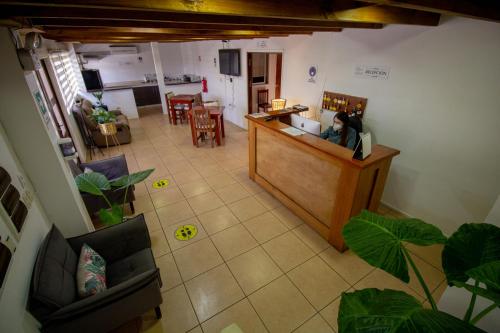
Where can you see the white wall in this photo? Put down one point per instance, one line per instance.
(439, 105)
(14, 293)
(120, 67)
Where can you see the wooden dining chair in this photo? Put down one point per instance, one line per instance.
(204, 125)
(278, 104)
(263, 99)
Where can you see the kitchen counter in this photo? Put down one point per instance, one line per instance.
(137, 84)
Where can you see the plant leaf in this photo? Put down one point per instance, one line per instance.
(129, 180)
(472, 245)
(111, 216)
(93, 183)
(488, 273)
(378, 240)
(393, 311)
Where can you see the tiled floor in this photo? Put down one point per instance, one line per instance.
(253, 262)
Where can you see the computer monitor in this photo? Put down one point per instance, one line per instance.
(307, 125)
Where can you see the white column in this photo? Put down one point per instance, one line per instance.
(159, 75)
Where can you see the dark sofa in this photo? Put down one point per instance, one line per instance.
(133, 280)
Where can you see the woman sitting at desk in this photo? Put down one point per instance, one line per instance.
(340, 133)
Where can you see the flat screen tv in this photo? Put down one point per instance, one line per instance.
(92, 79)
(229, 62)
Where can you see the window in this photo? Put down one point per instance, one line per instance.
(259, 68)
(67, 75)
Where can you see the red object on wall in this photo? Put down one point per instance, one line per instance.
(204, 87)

━━━━━━

• _ABOUT THIS TASK_
Counting the line that contains "Where can you see the tiled" as the first, copy exactly every line through the end of the records, and nothing else.

• _ANSWER SPACE_
Where can you see the tiled floor in this photo? Put down one point per instance, one line per instance.
(253, 262)
Where can you see the computer monitor in this photo? Put down one point per instance, one line per instance.
(307, 125)
Where can you see the white column in this photo? Put down one point per instance, one line per instance.
(159, 75)
Where can you see the dark sofa in this photo? Put down one point per instance, one line per instance.
(133, 280)
Where can you see the woman sitting at desk in this photo? Put down one point per instance, one line per instance.
(340, 133)
Where can you see the flat screen tv in this photo? Put down one point per instance, one line per instance.
(92, 79)
(229, 62)
Where can you see the window in this photo? Put down one point per instance, one line per instance.
(259, 68)
(67, 75)
Where can you see the red object on wall in this photo? Put down one point per instance, one line per instance.
(204, 87)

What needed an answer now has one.